START DATASET EXCERPTS
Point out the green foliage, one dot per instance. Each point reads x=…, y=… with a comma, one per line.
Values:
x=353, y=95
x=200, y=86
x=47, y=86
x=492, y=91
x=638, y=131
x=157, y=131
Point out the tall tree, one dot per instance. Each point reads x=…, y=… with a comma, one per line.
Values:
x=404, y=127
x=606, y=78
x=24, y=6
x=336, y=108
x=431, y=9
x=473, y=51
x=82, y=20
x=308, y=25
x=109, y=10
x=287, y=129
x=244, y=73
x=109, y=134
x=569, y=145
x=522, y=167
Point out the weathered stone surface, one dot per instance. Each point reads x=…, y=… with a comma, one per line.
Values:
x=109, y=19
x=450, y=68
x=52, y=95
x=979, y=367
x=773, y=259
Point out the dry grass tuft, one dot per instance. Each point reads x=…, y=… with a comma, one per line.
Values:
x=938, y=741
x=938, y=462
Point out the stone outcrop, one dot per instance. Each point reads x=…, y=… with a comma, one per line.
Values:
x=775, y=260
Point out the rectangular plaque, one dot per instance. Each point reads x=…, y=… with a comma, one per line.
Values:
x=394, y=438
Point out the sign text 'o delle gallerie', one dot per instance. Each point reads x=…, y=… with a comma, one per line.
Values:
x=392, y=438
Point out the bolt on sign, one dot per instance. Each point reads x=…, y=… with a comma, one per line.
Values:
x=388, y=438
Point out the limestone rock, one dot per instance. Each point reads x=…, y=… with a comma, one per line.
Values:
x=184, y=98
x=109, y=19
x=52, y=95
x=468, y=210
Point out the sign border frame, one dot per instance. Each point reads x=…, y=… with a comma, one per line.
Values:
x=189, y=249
END DATASET EXCERPTS
→ **THE TASK**: Revise all the records above, replacing every instance of "Point out" with "Mark" and leaving everything else unchanged.

→ **EXERCISE RESULT**:
Mark the green foliage, one dot per instance. Each point reads x=…, y=… with a comma, one per line.
Values:
x=353, y=95
x=200, y=86
x=47, y=86
x=492, y=91
x=638, y=131
x=157, y=131
Mark the tall tree, one dot per instance. Each point reads x=…, y=… with a comma, one per line.
Values:
x=404, y=127
x=606, y=78
x=24, y=6
x=336, y=108
x=431, y=9
x=473, y=51
x=82, y=20
x=308, y=25
x=109, y=10
x=287, y=129
x=244, y=73
x=109, y=134
x=569, y=145
x=522, y=167
Mark the weathered stone surface, one dot per instance. Each point reads x=…, y=… with a comma, one per line.
Values:
x=109, y=19
x=450, y=68
x=52, y=95
x=979, y=367
x=773, y=259
Mark the dry grass tuft, one dot per instance. Each point reads x=…, y=… with a comma, one per line.
Values:
x=938, y=741
x=938, y=462
Mark the stone outcrop, one dot per instance. Each point reads x=…, y=… with a comma, one per line.
Values:
x=775, y=260
Mark the rectangular plaque, one dot per instance. Each point reads x=…, y=… with a comma, one per line.
Values:
x=394, y=438
Mark the sign text 'o delle gallerie', one dot per instance. Each point reads x=…, y=… with a comma, one per line.
Values:
x=392, y=438
Mark the bolt on sign, one dot per instance. Each point reads x=…, y=… with a comma, one per line.
Values:
x=388, y=438
Mark the limestone rock, one dot per instance. Each point reads x=…, y=… with a comma, one per line.
Values:
x=184, y=98
x=109, y=19
x=52, y=95
x=468, y=210
Mark the sign border frame, one dot per instance. Each point reads x=…, y=… with a comma, one per line.
Values:
x=189, y=249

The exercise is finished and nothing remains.